Es war tatsächlich so, dass mir ein Gesang, der ja immer nur ca. 30 Seiten umfasst, in meinen akuten Lesesituationen zu wenig erschien. Einerseits sind die einzelnen Gesänge zum Teil recht handlungsarm. Es passiert nicht in jedem Gesang viel, zum Beispiel nimmt die Lobpreisung Gottes und seiner Schöpfung häufig viel Raum ein. Hätte ich die Lektüre nach jeweils einem Gesang unterbrochen, hätte ich das Gefühl gehabt, keine Fortschritte in der Geschichte zu machen. Vielleicht gestaltete Milton seine Gesänge bewusst in Paaren, denn ich habe den Eindruck, dass je zwei Gesänge eine inhaltliche Einheit bilden, die zusammen je einen Handlungsabschnitt thematisieren.

▶ **Bereitgestellte Angaben**:

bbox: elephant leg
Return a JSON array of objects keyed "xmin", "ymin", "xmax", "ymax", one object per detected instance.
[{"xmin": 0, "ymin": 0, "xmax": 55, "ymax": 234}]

▶ **Zu erledigen**: Setze den Textauszug über die Lektüre von Miltons Gesängen nach seinem letzten Satz fort. Die Liste wird dafür nicht gebraucht.

▶ **Ergebnis**:
Andererseits hatte ich bisher nach einem Gesang jedes Mal das Gefühl, noch mehr zu schaffen. Ich richte mich bei dieser Lektüre stark nach meinen mentalen Kapazitäten und bis jetzt war es immer so, dass ich mir zutraute, einen weiteren Gesang verarbeiten zu können. Die Notizen unterstützen mich dabei sehr, denn durch das sofortige Umreißen des Inhalts eines Gesangs und das Aufschreiben meiner Gedanken dazu kann ich den neuen Input unmittelbar verwerten. Deshalb wirken einzelne Gesänge nicht ewig nach, ich kann sie effektiv abschließen und nehme lediglich ein Resümee sowie meine wichtigsten Überlegungen dazu mit.

Außerdem habe ich festgestellt, dass es mir enorm hilft, wenn ich über die Gesänge sprechen kann. Der Lieblingsmensch erhält von so ziemlich jedem Gesang eine Zusammenfassung in meinen eigenen Worten und muss sich meine Fachsimpelei anhören. Diese Art der Reflexion ist überraschend produktiv.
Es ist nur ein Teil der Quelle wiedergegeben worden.